(Work to complete): Find each row below that contains the string "desert" and copy those rows in full. Match case exactly.

(Material):
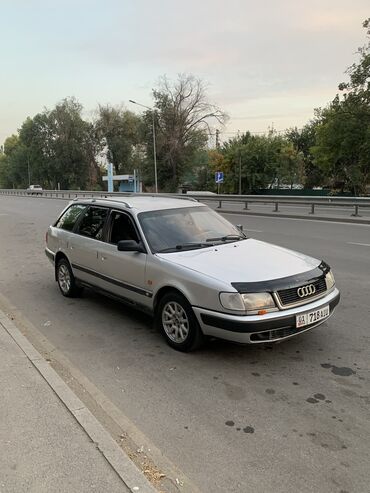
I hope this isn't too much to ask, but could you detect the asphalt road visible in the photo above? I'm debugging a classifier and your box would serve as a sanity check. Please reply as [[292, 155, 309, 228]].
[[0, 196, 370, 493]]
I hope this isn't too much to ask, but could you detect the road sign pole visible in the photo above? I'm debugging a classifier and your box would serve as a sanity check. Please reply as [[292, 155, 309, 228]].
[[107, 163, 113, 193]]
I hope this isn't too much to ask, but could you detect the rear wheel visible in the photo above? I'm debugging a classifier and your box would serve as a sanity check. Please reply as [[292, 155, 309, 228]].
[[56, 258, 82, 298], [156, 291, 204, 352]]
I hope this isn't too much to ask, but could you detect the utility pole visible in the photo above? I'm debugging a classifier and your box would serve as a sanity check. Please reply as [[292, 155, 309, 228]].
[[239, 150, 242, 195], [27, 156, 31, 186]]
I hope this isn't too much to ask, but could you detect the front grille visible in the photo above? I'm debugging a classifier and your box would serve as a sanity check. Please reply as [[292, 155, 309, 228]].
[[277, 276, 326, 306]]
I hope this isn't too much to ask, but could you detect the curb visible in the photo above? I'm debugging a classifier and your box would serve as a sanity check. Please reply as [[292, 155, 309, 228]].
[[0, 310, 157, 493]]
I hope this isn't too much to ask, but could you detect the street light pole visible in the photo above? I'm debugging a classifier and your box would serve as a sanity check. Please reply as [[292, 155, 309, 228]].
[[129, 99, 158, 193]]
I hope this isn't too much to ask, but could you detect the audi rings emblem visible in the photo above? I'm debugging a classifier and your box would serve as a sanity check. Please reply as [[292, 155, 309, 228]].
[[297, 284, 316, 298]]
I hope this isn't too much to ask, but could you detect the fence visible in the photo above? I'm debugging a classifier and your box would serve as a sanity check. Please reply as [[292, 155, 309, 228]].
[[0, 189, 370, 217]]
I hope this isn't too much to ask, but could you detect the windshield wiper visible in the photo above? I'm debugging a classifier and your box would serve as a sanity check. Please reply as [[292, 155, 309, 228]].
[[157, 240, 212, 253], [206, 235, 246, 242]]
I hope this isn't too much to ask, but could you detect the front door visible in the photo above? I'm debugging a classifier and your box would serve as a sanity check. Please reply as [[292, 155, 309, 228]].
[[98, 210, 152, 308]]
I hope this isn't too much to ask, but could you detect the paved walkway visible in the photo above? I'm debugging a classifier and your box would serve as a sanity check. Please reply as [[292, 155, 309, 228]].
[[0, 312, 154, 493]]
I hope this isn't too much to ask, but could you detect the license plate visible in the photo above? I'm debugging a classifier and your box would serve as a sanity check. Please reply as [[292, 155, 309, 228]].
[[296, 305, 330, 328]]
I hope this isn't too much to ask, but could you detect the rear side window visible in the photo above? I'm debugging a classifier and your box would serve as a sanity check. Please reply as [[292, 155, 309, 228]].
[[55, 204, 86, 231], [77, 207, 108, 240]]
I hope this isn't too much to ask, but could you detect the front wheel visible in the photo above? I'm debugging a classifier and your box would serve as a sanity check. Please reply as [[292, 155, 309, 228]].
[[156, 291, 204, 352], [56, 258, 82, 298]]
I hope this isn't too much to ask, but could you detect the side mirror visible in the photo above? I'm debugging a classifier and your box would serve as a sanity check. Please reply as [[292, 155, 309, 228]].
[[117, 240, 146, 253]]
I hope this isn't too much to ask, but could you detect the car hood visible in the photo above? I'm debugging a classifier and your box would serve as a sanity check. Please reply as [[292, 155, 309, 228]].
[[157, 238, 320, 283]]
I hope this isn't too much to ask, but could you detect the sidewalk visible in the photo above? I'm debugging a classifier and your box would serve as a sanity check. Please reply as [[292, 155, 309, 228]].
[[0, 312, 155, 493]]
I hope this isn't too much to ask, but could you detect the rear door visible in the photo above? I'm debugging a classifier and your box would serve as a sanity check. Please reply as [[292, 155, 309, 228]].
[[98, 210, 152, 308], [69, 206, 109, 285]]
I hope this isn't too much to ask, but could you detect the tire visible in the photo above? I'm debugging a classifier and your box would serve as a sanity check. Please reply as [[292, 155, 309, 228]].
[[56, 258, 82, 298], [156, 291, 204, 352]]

* * *

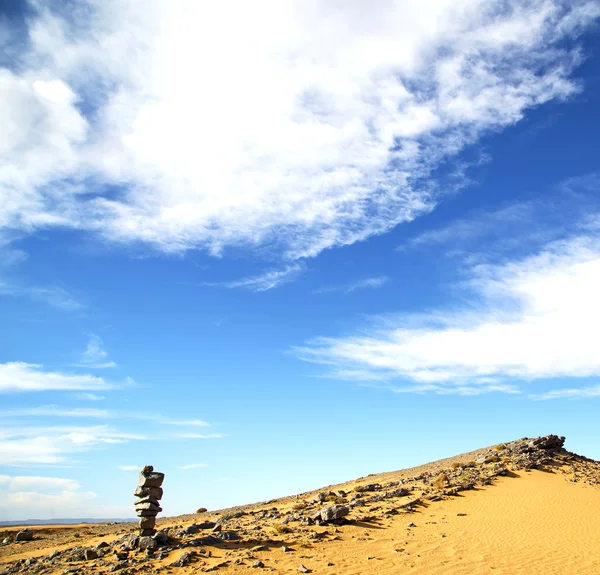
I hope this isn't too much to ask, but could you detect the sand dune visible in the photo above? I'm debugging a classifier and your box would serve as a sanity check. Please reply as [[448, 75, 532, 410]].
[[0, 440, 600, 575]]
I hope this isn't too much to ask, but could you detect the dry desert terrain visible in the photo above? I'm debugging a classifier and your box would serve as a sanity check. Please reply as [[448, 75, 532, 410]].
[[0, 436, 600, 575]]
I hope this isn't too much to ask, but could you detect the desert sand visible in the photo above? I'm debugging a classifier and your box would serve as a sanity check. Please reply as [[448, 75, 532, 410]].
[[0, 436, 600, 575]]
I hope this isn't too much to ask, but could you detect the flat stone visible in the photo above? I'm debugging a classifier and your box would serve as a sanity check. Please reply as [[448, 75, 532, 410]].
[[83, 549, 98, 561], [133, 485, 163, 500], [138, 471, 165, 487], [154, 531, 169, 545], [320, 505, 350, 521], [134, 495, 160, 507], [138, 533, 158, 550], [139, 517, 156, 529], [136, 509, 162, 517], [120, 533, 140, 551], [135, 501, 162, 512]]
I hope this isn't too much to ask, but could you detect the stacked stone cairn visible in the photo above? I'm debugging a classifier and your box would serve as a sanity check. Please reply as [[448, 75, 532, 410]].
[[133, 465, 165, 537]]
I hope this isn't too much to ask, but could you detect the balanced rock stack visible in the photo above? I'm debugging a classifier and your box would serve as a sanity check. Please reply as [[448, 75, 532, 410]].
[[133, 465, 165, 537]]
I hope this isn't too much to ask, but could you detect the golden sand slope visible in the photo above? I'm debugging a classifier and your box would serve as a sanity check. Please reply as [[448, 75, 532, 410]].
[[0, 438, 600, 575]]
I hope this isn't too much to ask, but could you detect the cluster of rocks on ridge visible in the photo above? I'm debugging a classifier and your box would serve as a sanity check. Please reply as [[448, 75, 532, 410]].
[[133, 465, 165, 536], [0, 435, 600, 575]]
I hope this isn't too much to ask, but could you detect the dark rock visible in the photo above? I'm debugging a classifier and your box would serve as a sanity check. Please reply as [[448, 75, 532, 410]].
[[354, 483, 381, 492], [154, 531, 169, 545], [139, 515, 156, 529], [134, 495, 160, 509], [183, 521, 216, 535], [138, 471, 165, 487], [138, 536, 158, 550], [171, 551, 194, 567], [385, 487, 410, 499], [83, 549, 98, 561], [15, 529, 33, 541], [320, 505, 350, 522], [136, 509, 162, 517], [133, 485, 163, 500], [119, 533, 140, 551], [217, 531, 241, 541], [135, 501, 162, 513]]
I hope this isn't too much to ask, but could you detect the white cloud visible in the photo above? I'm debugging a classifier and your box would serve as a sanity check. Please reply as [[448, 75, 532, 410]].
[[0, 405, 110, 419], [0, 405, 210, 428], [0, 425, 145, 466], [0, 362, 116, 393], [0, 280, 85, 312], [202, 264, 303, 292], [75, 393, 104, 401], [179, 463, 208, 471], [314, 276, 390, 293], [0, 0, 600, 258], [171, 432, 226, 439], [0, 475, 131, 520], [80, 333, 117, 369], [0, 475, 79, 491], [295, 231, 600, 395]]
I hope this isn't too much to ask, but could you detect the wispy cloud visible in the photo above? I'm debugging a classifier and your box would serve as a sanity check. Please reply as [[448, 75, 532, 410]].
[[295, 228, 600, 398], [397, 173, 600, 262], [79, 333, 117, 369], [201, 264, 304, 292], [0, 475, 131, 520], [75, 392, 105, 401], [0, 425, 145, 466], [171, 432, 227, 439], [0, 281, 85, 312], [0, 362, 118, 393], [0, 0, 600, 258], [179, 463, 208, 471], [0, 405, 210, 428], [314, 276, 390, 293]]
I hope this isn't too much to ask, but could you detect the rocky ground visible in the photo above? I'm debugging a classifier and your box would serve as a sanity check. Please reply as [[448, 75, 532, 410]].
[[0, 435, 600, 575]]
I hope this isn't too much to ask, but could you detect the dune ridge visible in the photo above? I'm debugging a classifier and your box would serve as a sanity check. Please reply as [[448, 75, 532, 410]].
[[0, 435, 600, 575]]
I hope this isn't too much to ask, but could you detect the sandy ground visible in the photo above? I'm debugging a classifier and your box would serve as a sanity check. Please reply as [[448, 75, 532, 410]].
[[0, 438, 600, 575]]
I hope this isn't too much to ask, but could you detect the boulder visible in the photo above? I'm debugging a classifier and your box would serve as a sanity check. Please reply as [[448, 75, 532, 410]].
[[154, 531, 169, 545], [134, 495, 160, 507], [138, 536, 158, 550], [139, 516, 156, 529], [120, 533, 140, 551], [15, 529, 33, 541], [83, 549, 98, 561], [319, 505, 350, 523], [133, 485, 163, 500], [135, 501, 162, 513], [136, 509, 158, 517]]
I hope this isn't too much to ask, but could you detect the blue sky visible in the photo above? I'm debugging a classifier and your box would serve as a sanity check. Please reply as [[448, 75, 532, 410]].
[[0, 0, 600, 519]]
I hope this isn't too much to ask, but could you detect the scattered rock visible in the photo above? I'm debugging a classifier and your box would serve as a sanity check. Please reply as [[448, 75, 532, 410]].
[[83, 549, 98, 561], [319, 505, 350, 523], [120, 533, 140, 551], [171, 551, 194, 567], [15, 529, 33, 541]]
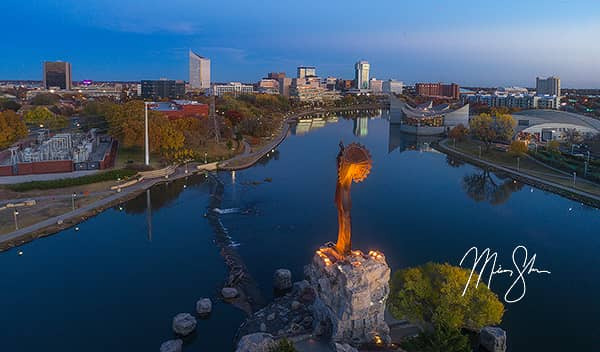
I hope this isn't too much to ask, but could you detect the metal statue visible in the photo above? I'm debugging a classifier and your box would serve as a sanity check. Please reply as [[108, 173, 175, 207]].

(Complete answer):
I hope this isn't too much to ask, but could you detect the dry desert terrain visible in the photo above? I'm debugging a classifier and your box would serve as a sanity check. Please reply as [[448, 75, 532, 410]].
I hope this isn't too much to ask, but could you detect the desert sand visible in the photo above? I'm debugging a classifier and your box would serve as a sanity check. Please reply as [[448, 75, 532, 410]].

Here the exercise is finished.